▶ _Provided passage_:
+---+

Does Blogging Mess Up a Writing Life?

I’ve gone back and forth on this. 

One thing I can say is that when I achieve flow in a short story or longer-form fiction, the last thing I want to do is open another tab and start blogging about it. I don’t want to do anything other than stay in the flow.

But no one is in always in the flow.  It’s not productive to try.  Stay in the flow as long as it’s flowing, but understand that your subconscious needs a break.  You’re not at peak creative performance all the time.  You need downtime and sleep and the daily demands of life.  That’s not glamorous, but it’s true. 

Don’t write drunk and edit sober.  Don’t forget about sleep.  REM-cycles are essential for the next day’s writing, and for bridging the brilliance of yesterday’s flow with today’s and tomorrow’s.

There are times when you can’t work on The Thing In Itself.  But that doesn’t mean you can’t write at all.  When the flow stops, shift gears.  Dig out an old post and revise.  Make it better.  Re-share.

Read.  Read short stories.  Read books.

I’d suggest reading more than you blog, but if you have a family or a partner or a dog or a cat or a goldfish or parents or siblings or nieces or nephews or bosses or bills, you have commitments outside of yourself.  Sometimes you can blog while doing other things (I do not mean driving).  It’s much harder to read while your spouse watches Chopped.  (You should also watch Chopped.  It’s great.)

Blogging (or tweeting) does not mess up a writing life, but it needs to kept in perspective.  Sometimes, it can help unlock the next round of creative flow.

That’s been my experience.  What’s been yours?

Fourteen Pounds of Books and Gift Receipts

A few weeks ago, I order ordered books from Powell’s. 

When the box arrived on Monday, it weighed 14 pounds.

Saul Bellow, D.H. Lawrence, and Joseph Conrad top the list.  Some things I’ve read before but had not previously owned, and other things that will be new to me.

Reading as a writer, that is, reading to uncover craft, is a much more pleasurable thing to me than what we sometimes mean when we self-consciously say we’re reading for pleasure.

+---+

▶ _Set task a_: In the blog post, how much did the box of books from Powell's weigh when it arrived?

▶ _A run of records_:
+---+

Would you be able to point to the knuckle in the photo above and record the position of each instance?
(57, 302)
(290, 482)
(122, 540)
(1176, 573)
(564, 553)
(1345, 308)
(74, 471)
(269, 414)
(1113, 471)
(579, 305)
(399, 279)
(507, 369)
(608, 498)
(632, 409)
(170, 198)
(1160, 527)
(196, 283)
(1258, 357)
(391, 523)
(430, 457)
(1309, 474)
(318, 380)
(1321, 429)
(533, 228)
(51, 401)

+---+

▶ _Set task b_: Reproduce every line of the records above verbatim, from the first to the last.

▶ _Exercise response a_: It weighed 14 pounds.

▶ _Exercise response b_:
Would you be able to point to the knuckle in the photo above and record the position of each instance?
(57, 302)
(290, 482)
(122, 540)
(1176, 573)
(564, 553)
(1345, 308)
(74, 471)
(269, 414)
(1113, 471)
(579, 305)
(399, 279)
(507, 369)
(608, 498)
(632, 409)
(170, 198)
(1160, 527)
(196, 283)
(1258, 357)
(391, 523)
(430, 457)
(1309, 474)
(318, 380)
(1321, 429)
(533, 228)
(51, 401)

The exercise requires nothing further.